给定文本
---------------

你有一个用于表示一片土地的整数矩阵land
,该矩阵中每个点的值代表对应地点的海拔高度。若值为0则表示水域。由垂直、水平或对角连接的水域为池塘。池塘的大小是指相连接的水域的个数。编写一个方法来计算矩阵中所有池塘的大小,返回值需要从小到大排序。
示例:
输入: [ [0,2,1,0], [0,1,0,1], [1,1,0,1], [0,1,0,1] ] 输出: [1,2,4]
提示:
0 < len(land) <= 1000
0 < len(land[i]) <= 1000
并查集。
并查集模板:
模板 1——朴素并查集:
# 初始化,p存储每个点的父节点
p = list(range(n))
# 返回x的祖宗节点
def find(x):
if p[x] != x:
# 路径压缩
p[x] = find(p[x])
return p[x]
# 合并a和b所在的两个集合
p[find(a)] = find(b)
模板 2——维护 size 的并查集:
# 初始化,p存储每个点的父节点,size只有当节点是祖宗节点时才有意义,表示祖宗节点所在集合中,点的数量
p = list(range(n))
size = [1] * n
# 返回x的祖宗节点
def find(x):
if p[x] != x:
# 路径压缩
p[x] = find(p[x])
return p[x]
# 合并a和b所在的两个集合
if find(a) != find(b):
size[find(b)] += size[find(a)]
p[find(a)] = find(b)
模板 3——维护到祖宗节点距离的并查集:
# 初始化,p存储每个点的父节点,d[x]存储x到p[x]的距离
p = list(range(n))
d = [0] * n
# 返回x的祖宗节点
def find(x):
if p[x] != x:
t = find(p[x])
d[x] += d[p[x]]
p[x] = t
return p[x]
# 合并a和b所在的两个集合
p[find(a)] = find(b)
d[find(a)] = distance
class Solution:
def pondSizes(self, land: List[List[int]]) -> List[int]:
m, n = len(land), len(land[0])
p = list(range(m * n))
size = [1] * (m * n)
def find(x):
if p[x] != x:
p[x] = find(p[x])
return p[x]
def union(a, b):
pa, pb = find(a), find(b)
if pa == pb:
return
size[pb] += size[pa]
p[pa] = pb
for i in range(m):
for j in range(n):
if land[i][j] != 0:
continue
idx = i * n + j
if i < m - 1 and land[i + 1][j] == 0:
union(idx, (i + 1) * n + j)
if j < n - 1 and land[i][j + 1] == 0:
union(idx, i * n + j + 1)
if i < m - 1 and j < n - 1 and land[i + 1][j + 1] == 0:
union(idx, (i + 1) * n + j + 1)
if i < m - 1 and j > 0 and land[i + 1][j - 1] == 0:
union(idx, (i + 1) * n + j - 1)

---------------

[图像对象位置条目]
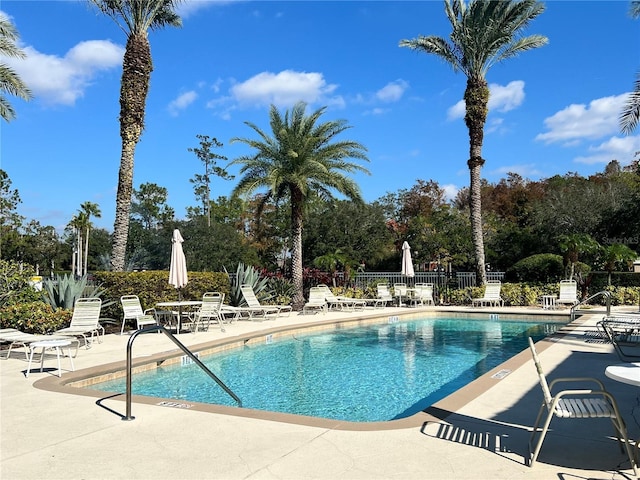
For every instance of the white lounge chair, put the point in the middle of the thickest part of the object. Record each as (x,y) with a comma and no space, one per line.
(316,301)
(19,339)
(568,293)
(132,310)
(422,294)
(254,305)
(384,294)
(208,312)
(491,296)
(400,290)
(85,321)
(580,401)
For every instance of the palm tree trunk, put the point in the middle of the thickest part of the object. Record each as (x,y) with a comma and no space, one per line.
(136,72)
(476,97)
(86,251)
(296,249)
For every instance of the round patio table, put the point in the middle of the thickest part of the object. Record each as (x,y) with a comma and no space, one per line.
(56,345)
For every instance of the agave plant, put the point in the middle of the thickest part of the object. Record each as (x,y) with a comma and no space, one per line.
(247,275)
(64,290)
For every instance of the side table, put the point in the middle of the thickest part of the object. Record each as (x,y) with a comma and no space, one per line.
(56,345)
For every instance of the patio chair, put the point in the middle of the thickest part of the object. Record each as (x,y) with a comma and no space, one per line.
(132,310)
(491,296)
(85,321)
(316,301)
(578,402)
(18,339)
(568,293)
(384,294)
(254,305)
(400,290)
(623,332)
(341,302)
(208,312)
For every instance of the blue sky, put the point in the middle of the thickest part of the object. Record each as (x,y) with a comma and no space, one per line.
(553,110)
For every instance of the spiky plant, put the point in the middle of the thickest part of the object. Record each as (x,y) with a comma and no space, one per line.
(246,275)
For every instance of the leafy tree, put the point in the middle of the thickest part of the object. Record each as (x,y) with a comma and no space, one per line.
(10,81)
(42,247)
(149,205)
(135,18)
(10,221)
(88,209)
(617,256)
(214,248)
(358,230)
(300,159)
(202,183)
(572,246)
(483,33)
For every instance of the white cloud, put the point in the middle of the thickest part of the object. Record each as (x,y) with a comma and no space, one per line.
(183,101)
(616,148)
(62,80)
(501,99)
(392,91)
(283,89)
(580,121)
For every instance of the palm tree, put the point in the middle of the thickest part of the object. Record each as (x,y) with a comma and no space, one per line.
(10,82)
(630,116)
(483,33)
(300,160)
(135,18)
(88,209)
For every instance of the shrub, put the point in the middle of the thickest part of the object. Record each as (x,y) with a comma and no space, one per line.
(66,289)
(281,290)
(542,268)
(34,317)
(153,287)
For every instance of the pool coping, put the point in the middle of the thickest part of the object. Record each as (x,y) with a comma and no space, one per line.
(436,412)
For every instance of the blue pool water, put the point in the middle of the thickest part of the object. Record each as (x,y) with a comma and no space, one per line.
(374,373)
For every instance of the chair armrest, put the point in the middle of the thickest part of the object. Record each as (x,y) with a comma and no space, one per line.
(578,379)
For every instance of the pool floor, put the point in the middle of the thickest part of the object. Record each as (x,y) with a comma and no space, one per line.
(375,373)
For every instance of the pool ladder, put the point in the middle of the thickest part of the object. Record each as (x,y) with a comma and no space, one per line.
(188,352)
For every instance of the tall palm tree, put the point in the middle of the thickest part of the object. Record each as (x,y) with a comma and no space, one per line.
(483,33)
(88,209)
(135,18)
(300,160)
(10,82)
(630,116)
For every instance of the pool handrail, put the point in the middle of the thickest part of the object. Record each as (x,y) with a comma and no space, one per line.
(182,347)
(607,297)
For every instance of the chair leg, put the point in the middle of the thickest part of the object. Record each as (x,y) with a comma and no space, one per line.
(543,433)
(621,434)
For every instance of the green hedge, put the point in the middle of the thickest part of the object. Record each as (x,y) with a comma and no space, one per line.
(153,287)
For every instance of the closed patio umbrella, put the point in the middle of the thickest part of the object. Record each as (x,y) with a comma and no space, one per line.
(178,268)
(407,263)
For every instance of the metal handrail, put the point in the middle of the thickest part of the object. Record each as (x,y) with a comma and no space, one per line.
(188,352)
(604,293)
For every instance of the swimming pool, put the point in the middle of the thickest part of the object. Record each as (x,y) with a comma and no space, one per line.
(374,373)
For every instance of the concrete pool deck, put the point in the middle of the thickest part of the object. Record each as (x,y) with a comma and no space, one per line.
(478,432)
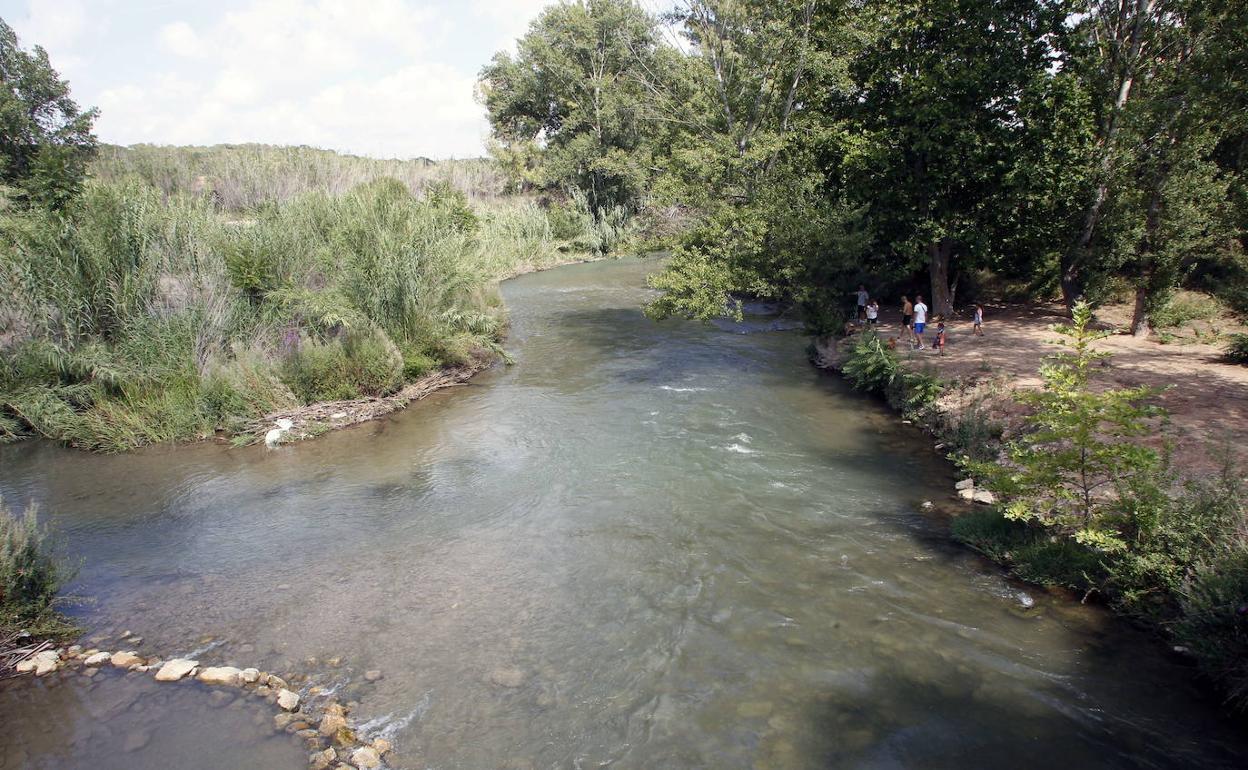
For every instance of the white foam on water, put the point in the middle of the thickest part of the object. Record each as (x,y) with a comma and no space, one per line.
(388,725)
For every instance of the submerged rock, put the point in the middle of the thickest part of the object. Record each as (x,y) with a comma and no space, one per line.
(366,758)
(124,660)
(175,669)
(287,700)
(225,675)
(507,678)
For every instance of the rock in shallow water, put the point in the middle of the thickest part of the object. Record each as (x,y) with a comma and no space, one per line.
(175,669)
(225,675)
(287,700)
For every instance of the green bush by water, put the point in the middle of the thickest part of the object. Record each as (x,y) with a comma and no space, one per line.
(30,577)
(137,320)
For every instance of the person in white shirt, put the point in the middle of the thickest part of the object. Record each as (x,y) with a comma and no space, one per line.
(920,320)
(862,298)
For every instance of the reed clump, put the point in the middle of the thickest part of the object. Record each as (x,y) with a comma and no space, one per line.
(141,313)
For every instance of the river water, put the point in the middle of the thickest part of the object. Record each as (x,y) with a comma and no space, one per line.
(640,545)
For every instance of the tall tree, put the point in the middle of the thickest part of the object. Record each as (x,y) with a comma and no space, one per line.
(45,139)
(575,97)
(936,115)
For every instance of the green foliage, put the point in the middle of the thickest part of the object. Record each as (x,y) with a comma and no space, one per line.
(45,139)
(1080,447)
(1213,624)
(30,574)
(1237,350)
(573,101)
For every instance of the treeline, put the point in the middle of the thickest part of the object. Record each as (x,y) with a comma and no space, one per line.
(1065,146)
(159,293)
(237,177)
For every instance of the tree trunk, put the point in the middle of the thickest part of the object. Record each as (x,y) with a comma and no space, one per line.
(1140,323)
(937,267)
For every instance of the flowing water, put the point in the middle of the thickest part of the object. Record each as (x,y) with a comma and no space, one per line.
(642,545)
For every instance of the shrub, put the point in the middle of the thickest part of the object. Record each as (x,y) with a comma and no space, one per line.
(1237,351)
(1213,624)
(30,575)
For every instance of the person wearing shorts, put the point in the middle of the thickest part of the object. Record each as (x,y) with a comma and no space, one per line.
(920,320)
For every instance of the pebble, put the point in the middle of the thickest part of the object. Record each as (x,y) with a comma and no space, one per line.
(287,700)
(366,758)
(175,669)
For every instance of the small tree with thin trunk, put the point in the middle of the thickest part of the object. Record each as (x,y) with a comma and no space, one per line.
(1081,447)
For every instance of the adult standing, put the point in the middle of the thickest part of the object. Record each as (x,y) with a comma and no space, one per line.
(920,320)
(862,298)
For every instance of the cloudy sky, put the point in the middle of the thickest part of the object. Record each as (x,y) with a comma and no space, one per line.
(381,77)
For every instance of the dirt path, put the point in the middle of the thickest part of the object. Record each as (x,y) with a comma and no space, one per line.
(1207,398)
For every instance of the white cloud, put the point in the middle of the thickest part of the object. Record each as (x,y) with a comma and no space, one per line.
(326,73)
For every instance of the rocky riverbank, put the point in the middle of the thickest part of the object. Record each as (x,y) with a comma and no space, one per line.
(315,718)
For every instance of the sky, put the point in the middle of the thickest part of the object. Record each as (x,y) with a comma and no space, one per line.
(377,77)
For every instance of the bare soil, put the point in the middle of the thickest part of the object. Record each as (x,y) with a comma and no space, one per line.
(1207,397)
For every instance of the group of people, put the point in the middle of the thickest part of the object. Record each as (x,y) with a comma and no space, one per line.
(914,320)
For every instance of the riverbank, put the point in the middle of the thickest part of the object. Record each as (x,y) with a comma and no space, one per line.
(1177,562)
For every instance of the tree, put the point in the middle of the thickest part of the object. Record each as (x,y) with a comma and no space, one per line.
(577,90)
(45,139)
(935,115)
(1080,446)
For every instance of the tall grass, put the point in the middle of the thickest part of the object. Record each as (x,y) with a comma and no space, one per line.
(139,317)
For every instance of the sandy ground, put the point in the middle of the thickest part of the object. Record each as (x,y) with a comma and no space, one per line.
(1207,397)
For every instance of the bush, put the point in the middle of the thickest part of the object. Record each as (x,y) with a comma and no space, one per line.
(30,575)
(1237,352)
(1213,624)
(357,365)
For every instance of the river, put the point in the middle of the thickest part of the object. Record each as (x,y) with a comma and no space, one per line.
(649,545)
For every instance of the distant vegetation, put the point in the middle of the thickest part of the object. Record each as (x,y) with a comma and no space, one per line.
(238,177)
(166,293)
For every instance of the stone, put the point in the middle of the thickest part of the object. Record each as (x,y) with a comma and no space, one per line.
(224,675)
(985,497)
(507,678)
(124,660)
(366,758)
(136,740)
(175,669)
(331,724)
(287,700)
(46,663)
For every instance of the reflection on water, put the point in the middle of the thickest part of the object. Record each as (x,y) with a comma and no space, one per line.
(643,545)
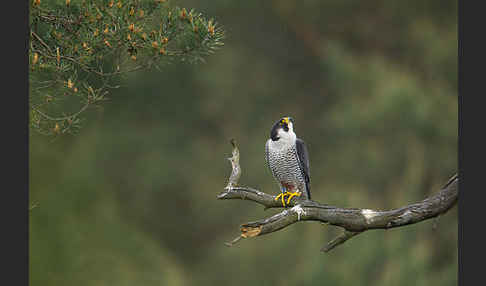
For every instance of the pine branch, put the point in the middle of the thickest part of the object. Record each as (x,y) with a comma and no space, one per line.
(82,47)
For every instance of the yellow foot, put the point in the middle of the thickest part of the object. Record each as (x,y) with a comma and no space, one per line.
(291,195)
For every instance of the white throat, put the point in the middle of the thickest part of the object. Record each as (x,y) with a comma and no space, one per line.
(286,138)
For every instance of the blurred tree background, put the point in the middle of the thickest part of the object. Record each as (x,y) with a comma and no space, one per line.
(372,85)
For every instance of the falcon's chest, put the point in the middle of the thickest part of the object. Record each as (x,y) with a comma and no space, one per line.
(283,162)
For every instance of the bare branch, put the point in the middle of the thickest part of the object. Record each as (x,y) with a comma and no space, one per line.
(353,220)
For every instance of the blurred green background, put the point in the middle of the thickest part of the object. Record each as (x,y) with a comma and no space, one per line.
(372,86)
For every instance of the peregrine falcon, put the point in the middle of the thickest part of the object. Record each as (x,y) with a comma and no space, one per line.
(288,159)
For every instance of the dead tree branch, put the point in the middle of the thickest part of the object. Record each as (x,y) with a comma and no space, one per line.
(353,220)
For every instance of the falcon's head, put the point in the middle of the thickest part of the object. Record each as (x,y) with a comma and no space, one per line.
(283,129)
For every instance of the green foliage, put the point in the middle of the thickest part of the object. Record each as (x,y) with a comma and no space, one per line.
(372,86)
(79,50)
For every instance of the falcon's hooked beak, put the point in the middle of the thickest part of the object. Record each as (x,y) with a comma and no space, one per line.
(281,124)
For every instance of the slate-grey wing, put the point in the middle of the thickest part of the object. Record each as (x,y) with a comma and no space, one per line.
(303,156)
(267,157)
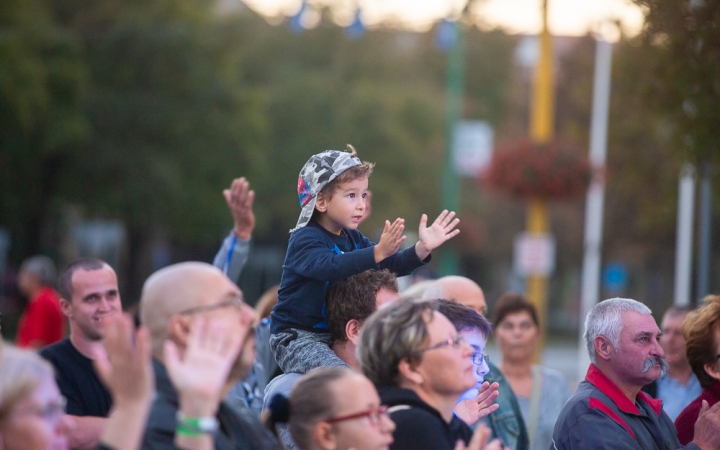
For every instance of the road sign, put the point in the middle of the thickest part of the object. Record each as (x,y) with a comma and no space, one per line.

---------------

练习说明
把给定文本中从含有“d[x] += d[p[x]]”的字句起、到“size = [1] * (m * n)”止的这一段一字不差地誊写出来。

任务结果
d[x] += d[p[x]]
p[x] = t
return p[x]
# 合并a和b所在的两个集合
p[find(a)] = find(b)
d[find(a)] = distance
class Solution:
def pondSizes(self, land: List[List[int]]) -> List[int]:
m, n = len(land), len(land[0])
p = list(range(m * n))
size = [1] * (m * n)